• _EXTRACT PROVIDED_
BEGIN
A general purpose AIS I/O library using the GPSd AIVDM schema.
AIS I/O with Python, dictionaries, and the GPSd AIVDM schema.
This project is still evolving but will calm down once it hits v0.1. We would love to hear from you’re using, or would like to use, this project, both so we don’t make any unexpected changes, and to get outside opinions on AIS processing.
Vessels use a ship-to-ship Automated Identification System (AIS) to avoid collisions by broadcasting information about who they are, where they are, and what they are doing. These messages are broadcast as NMEA 0183 or NMEA 2000 sentences and are constantly being collected by terrestrial and satellite receivers.
NMEA is very large and difficult to work with natively, so the solution is to parse it and store as another format. Rather than spend time developing our own schema we chose to adopt the GPSd AIVDM schema, which clearly defines all message types. Messages map well to Python dictionaries due to how fields vary type-to-type, so that’s what gpsdio uses.
This project aims to make AIS data easier to work with by providing I/O and a small set of useful transforms, and was built with large-scale data processing pipelines in mind.
Here’s a small example of how to read data stored as newline delimited JSON, add a field, and write as GZIP compressed MsgPack. The driver and compression are explicitly given but can also be detected from the file path. For more information on what gpsdio.open() returns, see the section on messages.
import gpsdio with gpsdio.open('sample-data/types.json') as src: with gpsdio.open('with-num-fields.msg.gz', 'w', driver='MsgPack', compression='GZIP') as dst: for msg in src: msg['num_fields'] = len(msg)
Parsing NMEA Sentences
gpsdio does not yet support reading NMEA directly, although it will hopefully in the near future. In the meantime, libais has an aisdecode utility with an optional --gpsd format that produces data readable by this library.
This project also offers a gpsdio commandline utility for common tasks like inspecting and transforming data. See the CLI docs for more information.
NOTE: Message validation and transformation has not quite settled and will change for v0.1. The description below is currently mostly relevant, although some fields may be placed into an __invalid__ key on read or write.
gpsdio.open() returns a file-like object called Stream() that is responsible for taking a dictionary from the underlying driver and transforming it into a well formed message.
END
Excerpts from a point labeling dataset:
BEGIN
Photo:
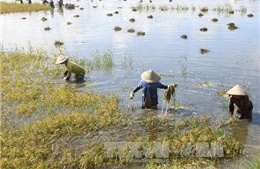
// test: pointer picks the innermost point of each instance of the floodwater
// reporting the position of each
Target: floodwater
(233, 56)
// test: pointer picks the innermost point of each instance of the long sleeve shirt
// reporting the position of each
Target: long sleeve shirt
(152, 88)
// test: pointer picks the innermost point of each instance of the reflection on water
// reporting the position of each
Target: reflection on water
(233, 56)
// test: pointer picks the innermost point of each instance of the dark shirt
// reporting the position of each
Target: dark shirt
(152, 88)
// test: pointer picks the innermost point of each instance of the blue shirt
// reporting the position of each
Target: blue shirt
(152, 88)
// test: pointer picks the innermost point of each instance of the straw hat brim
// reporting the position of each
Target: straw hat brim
(237, 90)
(61, 59)
(150, 76)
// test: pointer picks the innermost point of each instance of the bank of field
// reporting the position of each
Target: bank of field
(6, 7)
(47, 123)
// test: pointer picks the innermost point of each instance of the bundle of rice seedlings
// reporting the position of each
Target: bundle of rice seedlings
(169, 92)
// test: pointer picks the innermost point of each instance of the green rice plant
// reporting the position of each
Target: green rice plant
(17, 7)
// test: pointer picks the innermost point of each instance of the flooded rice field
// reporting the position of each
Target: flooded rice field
(212, 57)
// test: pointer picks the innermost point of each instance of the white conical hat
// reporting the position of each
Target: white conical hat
(150, 76)
(61, 59)
(237, 90)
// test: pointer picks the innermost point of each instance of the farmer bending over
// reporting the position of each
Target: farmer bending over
(238, 97)
(72, 68)
(150, 83)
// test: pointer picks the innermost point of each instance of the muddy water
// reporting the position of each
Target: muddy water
(233, 56)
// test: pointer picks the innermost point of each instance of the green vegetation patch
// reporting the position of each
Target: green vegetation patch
(17, 7)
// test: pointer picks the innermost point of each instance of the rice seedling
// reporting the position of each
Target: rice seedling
(204, 51)
(72, 134)
(184, 36)
(16, 7)
(117, 28)
(131, 30)
(140, 33)
(47, 28)
(132, 20)
(214, 20)
(204, 29)
(204, 9)
(207, 84)
(250, 15)
(58, 43)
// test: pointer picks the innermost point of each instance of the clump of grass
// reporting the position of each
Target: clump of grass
(44, 19)
(250, 15)
(204, 29)
(132, 20)
(131, 30)
(150, 16)
(140, 33)
(58, 43)
(101, 61)
(17, 7)
(232, 26)
(214, 20)
(47, 28)
(117, 28)
(204, 9)
(184, 36)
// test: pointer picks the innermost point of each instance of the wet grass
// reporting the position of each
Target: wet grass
(17, 7)
(67, 127)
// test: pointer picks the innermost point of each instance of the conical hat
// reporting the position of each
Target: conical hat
(150, 76)
(61, 59)
(237, 90)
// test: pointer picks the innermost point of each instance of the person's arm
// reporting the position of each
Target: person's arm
(138, 87)
(230, 106)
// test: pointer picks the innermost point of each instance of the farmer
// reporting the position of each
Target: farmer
(149, 83)
(239, 98)
(72, 68)
(52, 4)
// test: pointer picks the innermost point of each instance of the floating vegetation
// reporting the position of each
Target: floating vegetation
(204, 29)
(69, 6)
(7, 7)
(232, 26)
(224, 8)
(44, 19)
(207, 84)
(204, 9)
(150, 16)
(132, 20)
(222, 93)
(131, 30)
(184, 36)
(250, 15)
(101, 61)
(117, 28)
(47, 28)
(164, 8)
(204, 51)
(214, 20)
(69, 127)
(58, 43)
(140, 33)
(200, 14)
(231, 12)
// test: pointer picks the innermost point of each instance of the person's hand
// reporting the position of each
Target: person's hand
(132, 95)
(172, 85)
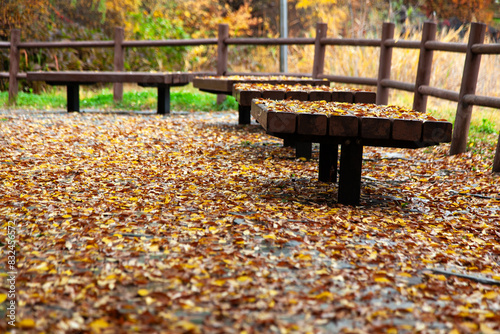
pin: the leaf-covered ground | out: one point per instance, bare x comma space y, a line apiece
190, 223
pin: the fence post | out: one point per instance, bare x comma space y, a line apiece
384, 68
468, 86
424, 67
222, 55
15, 39
496, 161
119, 63
319, 50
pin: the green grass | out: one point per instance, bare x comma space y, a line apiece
485, 122
134, 99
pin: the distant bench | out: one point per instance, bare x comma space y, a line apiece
73, 79
224, 85
352, 131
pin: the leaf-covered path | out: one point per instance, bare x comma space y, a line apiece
190, 223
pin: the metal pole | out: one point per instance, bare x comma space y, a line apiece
283, 34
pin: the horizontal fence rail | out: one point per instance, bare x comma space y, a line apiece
269, 41
465, 98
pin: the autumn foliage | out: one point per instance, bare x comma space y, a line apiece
193, 224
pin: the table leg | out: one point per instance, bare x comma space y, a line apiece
163, 99
73, 97
303, 149
328, 156
243, 114
351, 159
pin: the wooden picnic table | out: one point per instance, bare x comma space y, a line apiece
352, 132
73, 79
224, 85
245, 92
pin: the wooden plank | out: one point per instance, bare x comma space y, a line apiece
437, 132
343, 97
213, 84
297, 95
375, 128
404, 129
312, 124
364, 97
320, 95
245, 97
274, 94
343, 126
92, 77
271, 121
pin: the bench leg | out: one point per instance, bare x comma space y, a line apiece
243, 114
351, 159
163, 99
328, 156
73, 97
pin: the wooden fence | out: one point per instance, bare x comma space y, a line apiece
465, 98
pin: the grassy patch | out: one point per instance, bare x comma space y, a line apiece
133, 99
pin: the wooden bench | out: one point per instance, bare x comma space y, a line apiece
73, 79
352, 132
224, 85
245, 92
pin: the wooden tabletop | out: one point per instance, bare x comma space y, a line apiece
373, 131
303, 93
224, 85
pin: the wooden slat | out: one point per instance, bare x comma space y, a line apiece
312, 124
320, 95
274, 94
259, 112
213, 84
297, 95
364, 97
437, 132
343, 126
92, 77
343, 97
281, 122
271, 121
375, 128
403, 129
245, 97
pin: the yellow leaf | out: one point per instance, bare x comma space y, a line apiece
324, 295
485, 329
490, 295
98, 324
27, 323
404, 274
143, 292
188, 326
219, 282
382, 280
242, 279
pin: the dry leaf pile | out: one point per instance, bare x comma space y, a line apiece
192, 224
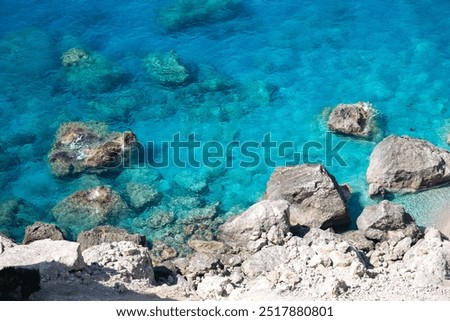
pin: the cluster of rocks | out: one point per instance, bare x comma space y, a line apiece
89, 208
398, 164
353, 119
89, 148
262, 253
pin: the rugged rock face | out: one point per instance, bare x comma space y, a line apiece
429, 259
89, 208
167, 69
17, 284
266, 222
121, 260
386, 221
405, 164
107, 234
89, 148
353, 119
5, 243
50, 257
42, 231
314, 196
358, 240
74, 57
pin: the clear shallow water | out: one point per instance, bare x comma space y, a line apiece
285, 60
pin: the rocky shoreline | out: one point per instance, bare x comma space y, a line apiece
263, 253
288, 245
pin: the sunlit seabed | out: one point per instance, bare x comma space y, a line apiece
286, 60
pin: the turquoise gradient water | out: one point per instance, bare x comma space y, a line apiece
281, 64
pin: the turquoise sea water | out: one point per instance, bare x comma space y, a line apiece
258, 67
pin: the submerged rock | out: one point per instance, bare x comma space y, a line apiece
387, 221
108, 234
85, 209
89, 147
314, 196
353, 119
167, 69
142, 195
90, 73
266, 220
124, 261
74, 57
406, 164
187, 13
42, 231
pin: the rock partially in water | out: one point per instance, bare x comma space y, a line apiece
314, 196
183, 14
5, 243
387, 221
42, 231
167, 69
358, 240
90, 148
353, 119
122, 261
162, 252
14, 213
89, 208
160, 218
52, 258
406, 164
108, 234
267, 220
74, 57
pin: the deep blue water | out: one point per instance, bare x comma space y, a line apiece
283, 63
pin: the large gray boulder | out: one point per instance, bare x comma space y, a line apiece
353, 119
315, 198
387, 221
266, 220
405, 164
49, 256
107, 234
89, 148
167, 69
123, 261
5, 243
41, 231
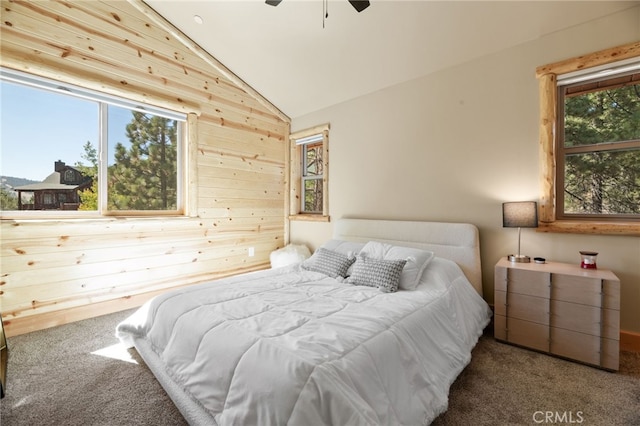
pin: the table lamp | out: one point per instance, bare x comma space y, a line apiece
520, 214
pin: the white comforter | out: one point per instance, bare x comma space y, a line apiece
288, 346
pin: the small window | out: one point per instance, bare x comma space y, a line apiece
68, 148
308, 166
598, 148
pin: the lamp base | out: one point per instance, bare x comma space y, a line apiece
519, 258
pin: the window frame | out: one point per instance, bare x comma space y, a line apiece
598, 84
547, 75
295, 161
103, 101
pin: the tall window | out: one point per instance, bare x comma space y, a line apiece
309, 159
589, 143
67, 148
598, 148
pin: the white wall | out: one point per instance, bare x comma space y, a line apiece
452, 146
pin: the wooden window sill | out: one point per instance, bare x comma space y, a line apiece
310, 217
591, 227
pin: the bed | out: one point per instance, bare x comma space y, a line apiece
324, 341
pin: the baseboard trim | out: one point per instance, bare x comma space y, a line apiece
629, 341
17, 326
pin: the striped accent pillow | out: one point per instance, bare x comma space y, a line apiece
329, 263
383, 274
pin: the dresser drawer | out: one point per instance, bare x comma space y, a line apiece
585, 348
585, 319
559, 308
518, 281
524, 333
520, 306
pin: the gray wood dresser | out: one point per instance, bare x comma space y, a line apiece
559, 308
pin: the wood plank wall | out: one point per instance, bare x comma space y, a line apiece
57, 271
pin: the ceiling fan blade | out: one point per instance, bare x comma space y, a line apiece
359, 5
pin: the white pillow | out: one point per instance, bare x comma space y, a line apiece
417, 260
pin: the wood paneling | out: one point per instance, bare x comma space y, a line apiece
55, 271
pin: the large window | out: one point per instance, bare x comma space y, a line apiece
598, 146
308, 163
590, 143
68, 149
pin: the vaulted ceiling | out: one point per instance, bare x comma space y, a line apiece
303, 61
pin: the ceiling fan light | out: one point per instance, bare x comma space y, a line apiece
360, 5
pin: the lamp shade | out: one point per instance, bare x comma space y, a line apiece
520, 214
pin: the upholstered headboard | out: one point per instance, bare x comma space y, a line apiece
459, 242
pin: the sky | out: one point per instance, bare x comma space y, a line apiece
38, 127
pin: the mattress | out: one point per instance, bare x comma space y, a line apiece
293, 346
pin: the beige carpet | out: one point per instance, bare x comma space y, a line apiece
62, 376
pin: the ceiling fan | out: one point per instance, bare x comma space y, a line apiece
358, 5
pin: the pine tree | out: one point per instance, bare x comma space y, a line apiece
144, 176
605, 181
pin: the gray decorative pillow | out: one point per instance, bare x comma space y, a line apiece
384, 274
329, 263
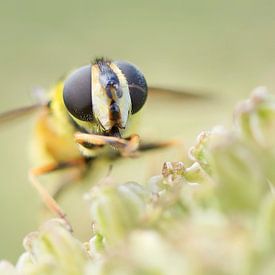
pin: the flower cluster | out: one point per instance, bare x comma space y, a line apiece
215, 216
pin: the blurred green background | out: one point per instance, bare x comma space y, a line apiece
222, 48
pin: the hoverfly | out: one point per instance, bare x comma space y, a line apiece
86, 116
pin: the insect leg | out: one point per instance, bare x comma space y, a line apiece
157, 145
49, 201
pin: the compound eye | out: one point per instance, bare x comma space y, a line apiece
77, 94
136, 82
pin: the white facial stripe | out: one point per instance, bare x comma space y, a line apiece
124, 102
101, 102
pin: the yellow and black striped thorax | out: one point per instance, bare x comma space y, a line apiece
101, 97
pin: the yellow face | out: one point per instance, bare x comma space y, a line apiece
101, 97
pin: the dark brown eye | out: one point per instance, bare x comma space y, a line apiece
136, 82
77, 94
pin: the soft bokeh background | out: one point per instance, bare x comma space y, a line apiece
222, 48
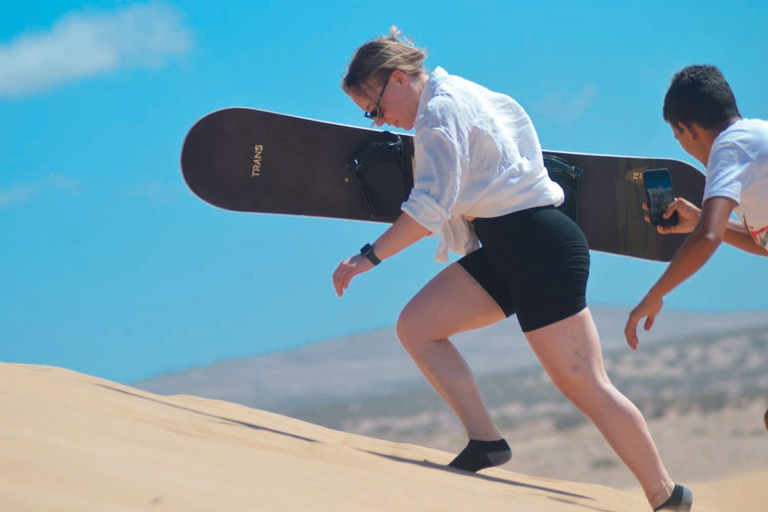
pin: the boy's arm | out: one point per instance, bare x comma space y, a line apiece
692, 255
737, 235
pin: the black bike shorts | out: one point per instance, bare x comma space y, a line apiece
534, 263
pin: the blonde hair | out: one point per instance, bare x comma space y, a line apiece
378, 58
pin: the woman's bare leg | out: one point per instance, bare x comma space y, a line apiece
451, 303
569, 351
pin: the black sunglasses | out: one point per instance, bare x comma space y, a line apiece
375, 113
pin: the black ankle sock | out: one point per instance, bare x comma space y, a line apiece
675, 501
482, 454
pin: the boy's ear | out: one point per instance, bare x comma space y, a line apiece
693, 128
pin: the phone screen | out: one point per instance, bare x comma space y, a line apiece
658, 187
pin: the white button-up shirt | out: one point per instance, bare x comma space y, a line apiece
477, 155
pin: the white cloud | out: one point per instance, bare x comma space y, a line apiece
83, 45
24, 192
568, 108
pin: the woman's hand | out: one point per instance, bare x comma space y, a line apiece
347, 270
687, 213
648, 309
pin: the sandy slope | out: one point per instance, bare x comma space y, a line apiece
69, 441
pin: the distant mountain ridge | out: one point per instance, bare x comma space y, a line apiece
373, 363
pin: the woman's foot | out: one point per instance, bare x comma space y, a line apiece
482, 454
680, 501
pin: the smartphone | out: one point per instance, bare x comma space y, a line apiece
658, 189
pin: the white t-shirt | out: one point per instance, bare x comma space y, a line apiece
476, 154
737, 168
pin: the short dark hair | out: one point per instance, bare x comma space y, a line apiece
700, 94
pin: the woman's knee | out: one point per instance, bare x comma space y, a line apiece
585, 392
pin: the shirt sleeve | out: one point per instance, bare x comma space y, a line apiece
725, 172
437, 179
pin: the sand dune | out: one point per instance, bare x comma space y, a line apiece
69, 441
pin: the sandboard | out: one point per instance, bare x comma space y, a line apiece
249, 160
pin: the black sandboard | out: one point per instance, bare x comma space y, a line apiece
250, 160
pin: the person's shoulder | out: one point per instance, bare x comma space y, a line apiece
745, 128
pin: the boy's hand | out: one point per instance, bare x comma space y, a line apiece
688, 217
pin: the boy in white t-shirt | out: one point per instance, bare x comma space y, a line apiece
701, 109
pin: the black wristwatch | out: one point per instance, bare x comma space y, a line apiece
367, 251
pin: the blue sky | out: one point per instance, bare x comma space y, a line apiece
110, 266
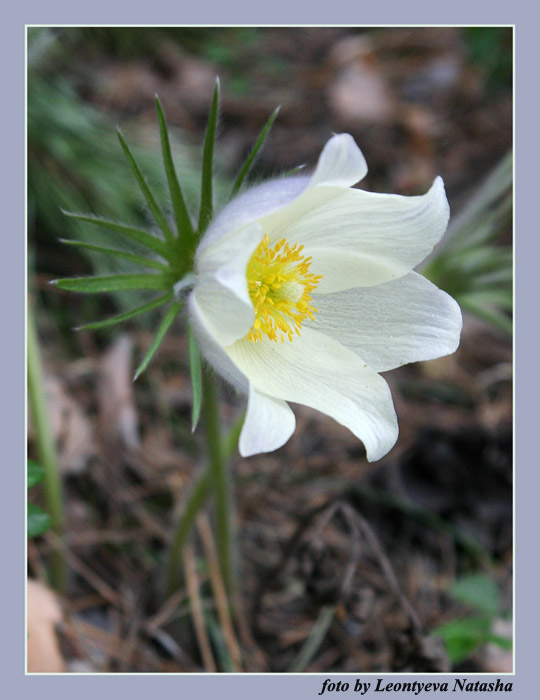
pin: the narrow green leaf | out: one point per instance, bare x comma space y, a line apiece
502, 642
205, 214
167, 322
128, 314
136, 259
38, 521
478, 591
143, 237
492, 316
196, 379
184, 226
111, 283
253, 154
34, 473
147, 192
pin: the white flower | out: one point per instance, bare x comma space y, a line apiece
304, 292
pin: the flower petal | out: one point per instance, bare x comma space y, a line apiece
251, 206
317, 371
268, 425
221, 287
341, 163
359, 239
406, 320
212, 352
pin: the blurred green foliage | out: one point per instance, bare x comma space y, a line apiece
464, 636
38, 521
491, 49
472, 264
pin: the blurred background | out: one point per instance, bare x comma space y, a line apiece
423, 537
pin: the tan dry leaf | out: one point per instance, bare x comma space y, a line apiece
71, 428
44, 614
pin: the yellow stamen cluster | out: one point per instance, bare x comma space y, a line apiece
280, 287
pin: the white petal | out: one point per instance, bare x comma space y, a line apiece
221, 288
317, 371
268, 425
251, 206
389, 325
359, 238
212, 352
341, 163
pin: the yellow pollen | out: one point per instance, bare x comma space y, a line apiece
280, 286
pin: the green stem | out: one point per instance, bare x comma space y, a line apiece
218, 474
193, 505
220, 451
46, 450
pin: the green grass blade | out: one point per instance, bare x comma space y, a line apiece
34, 473
111, 283
167, 322
493, 316
119, 318
147, 192
196, 380
254, 152
143, 237
205, 214
136, 259
38, 521
184, 226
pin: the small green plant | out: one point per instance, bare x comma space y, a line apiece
38, 521
465, 635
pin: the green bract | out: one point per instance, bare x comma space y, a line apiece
168, 255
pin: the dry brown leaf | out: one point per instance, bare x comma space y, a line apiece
44, 614
71, 428
118, 415
359, 91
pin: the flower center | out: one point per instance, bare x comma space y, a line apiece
280, 286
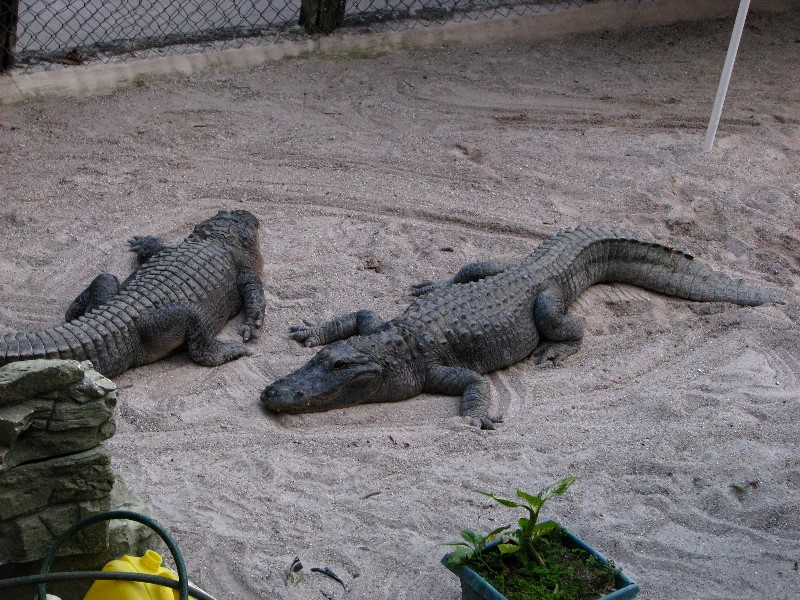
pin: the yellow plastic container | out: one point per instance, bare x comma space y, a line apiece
150, 564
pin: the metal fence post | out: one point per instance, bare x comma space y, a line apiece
9, 11
321, 16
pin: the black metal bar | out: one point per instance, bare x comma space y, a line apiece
9, 12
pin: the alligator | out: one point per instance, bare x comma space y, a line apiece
488, 316
178, 295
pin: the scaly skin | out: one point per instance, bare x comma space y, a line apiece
180, 295
489, 316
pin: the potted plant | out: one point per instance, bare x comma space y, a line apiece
537, 560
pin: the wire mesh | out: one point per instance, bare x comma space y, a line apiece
51, 33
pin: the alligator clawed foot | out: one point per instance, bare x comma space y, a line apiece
554, 352
487, 422
304, 333
250, 331
425, 287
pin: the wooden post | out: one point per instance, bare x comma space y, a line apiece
9, 11
321, 16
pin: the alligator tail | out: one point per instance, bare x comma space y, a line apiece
675, 273
77, 340
585, 256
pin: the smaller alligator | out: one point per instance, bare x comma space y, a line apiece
487, 317
178, 295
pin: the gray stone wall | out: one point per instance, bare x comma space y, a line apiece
55, 471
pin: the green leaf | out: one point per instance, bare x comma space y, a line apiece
533, 501
501, 500
458, 557
541, 529
490, 536
557, 488
508, 548
472, 537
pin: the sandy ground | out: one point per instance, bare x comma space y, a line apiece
371, 174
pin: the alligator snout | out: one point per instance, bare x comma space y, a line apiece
282, 398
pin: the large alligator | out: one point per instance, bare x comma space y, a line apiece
179, 295
487, 317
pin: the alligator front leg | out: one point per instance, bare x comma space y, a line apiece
170, 326
468, 273
561, 332
362, 322
251, 289
473, 389
102, 288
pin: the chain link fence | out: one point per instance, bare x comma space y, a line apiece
40, 34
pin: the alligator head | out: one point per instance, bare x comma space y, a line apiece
338, 376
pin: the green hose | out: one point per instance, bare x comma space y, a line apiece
194, 592
182, 585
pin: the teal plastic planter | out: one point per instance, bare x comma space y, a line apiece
475, 587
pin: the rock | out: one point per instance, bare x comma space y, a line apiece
32, 487
73, 416
55, 472
29, 378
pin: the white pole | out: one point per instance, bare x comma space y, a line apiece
725, 78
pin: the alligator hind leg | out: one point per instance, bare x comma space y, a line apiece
251, 289
146, 247
102, 288
473, 389
340, 328
468, 273
561, 332
170, 326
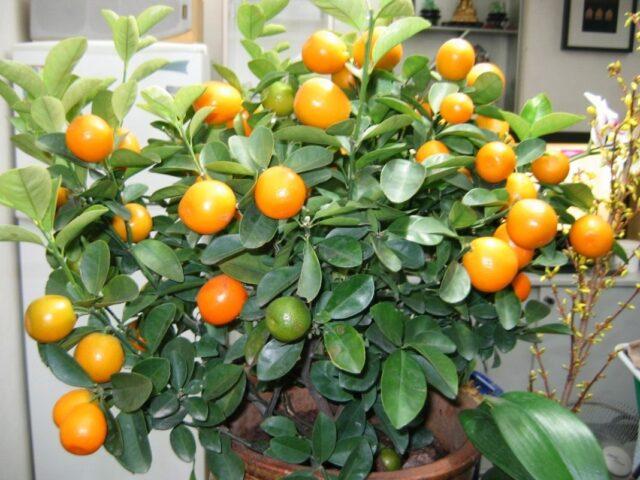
END
• _TO BE DONE_
1) According to the gpsdio page, what schema did the project adopt instead of developing its own?
2) Reproduce the passage of the gpsdio page that begins at the words "NOTE: Message validation" and stops after "read or write.".

• _ANSWERS IN ORDER_
1) The GPSd AIVDM schema.

2)
NOTE: Message validation and transformation has not quite settled and will change for v0.1. The description below is currently mostly relevant, although some fields may be placed into an __invalid__ key on read or write.